Required work ::
- A) Could you write out the part of the microresonator sensor passage starting at "The transducer in" and ending at "quality factor (highQ)."?
- B) Can you write the next part of the microresonator sensor passage, picking up after its final sentence?

Document ::
%%
The proposed sensors would be enhanced versions of the sensors reported in "Microsphere and Microcavity Optical-Absorption Sensors" (NPO-21061), NASA Tech Briefs, Vol. 25, No. 4 (April 2001), page 12a. To recapitulate:

The transducer in a sensor of this type is a fiber-optic-coupled optical resonator in the form of a transparent microspheroid or a microcavity optically equivalent to a microspheroid. Resonance is achieved through grazing-incidence total internal reflection in one or more "whispering-gallery" modes, in which light propagates in equatorial planes near the surface, with integer numbers of wavelengths along closed circumferential trajectories. In the absence of external influences, and assuming that the microspheroid or microcavity is made of a low-loss material, the high degree of confinement of light in whispering-gallery modes results in a high resonance quality factor (highQ).

Suppose that the resonator is illuminated by laser light at its resonance wavelength and is immersed in a sample liquid or gas that has an index of refraction less than that of the resonator material and contains a highly diluted chemical species of interest that absorb light at the resonance wavelength. In that case, theQ of the resonator is diminished through absorption by molecules of that species in the evanescent field of the whispering-gallery modes. Because of the smallness of microresonators (typical diameters from tens to hundreds of optical wavelengths), the smallness of the effective volumes of the evanescent fields (as small as 10-10 cm3), and the low level of optical losses intrinsic to resonators themselves, it is possible to detect very small amounts of optically absorbing chemical species through decreases in Q; calculations have shown that in some cases, it should be possible to detect amounts as small as single atoms or molecules. This completes the recapitulation of information from the cited prior article.
%%
Excerpted data ::
%%
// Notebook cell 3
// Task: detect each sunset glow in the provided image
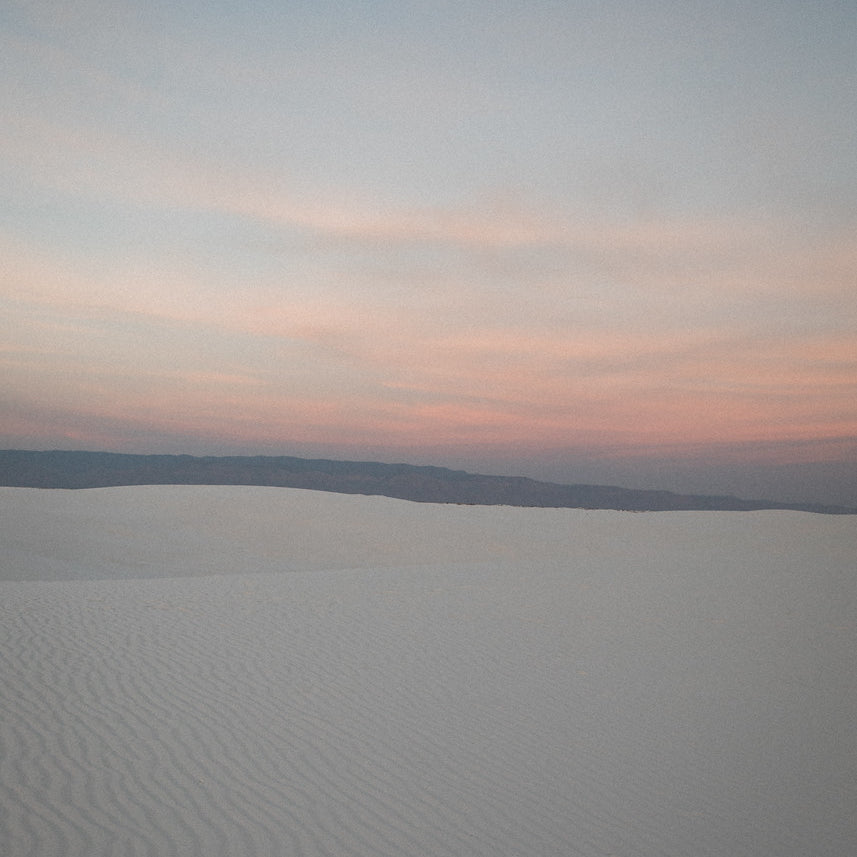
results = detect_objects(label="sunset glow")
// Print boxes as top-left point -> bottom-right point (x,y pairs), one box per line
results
0,0 -> 857,502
%%
The results ::
- A)
The transducer in a sensor of this type is a fiber-optic-coupled optical resonator in the form of a transparent microspheroid or a microcavity optically equivalent to a microspheroid. Resonance is achieved through grazing-incidence total internal reflection in one or more "whispering-gallery" modes, in which light propagates in equatorial planes near the surface, with integer numbers of wavelengths along closed circumferential trajectories. In the absence of external influences, and assuming that the microspheroid or microcavity is made of a low-loss material, the high degree of confinement of light in whispering-gallery modes results in a high resonance quality factor (highQ).

- B)
The basic principle of operation as described thus far does not, by itself, afford the sensitivity and selectivity needed to detect a specific chemical species in a quantity as small as a single molecule. What is needed to realize the desired capability is a means of obtaining optical absorption and/or emission at one or more specific wavelengths characteristic of transitions between energy levels of the molecule of interest. Toward this end, the present proposal calls for one or more of the following enhancements:

  • The molecules of interest could be marked by use of fluorescent dye molecules that site-specifically bind to them. The microresonator for use in this case would be one that was designed to resonate at a wavelength at which the dye fluoresces. Provided that the microresonator had a Q of at least 109 in the absence of the fluorescent dye and the species of interest, it should be possible to detect the absorption of resonator light by a single tagged molecule. The emission of light from the fluorophore could serve, in addition to the absorption-induced decrease in Q, as an amplified indication of the molecular specifics of interest.
  • A microresonator would be coated with fluorophores that bind to the molecules of interest. The thickness of the fluorophore coat (typically less than 100 nm) would be small enough that the coat would not significantly alter the Q of the resonator in the absence of the molecules of interest and would be less than the characteristic decay length of the evanescent field. Once a molecule of interest became bound to the coat, the Q of the resonator would change, indicating the presence of the molecule.
  • A fluorophore coat like the one described in the preceding paragraph could be applied at an interface between an optical fiber and a microresonator, instead of over the surface of the resonator. In this case, the fluorophore coat by itself would exert little effect on the coupling between the optical fiber and the resonator, but in the presence of a molecule of interest, the optical-transmission characteristic of the sensor would change measurably.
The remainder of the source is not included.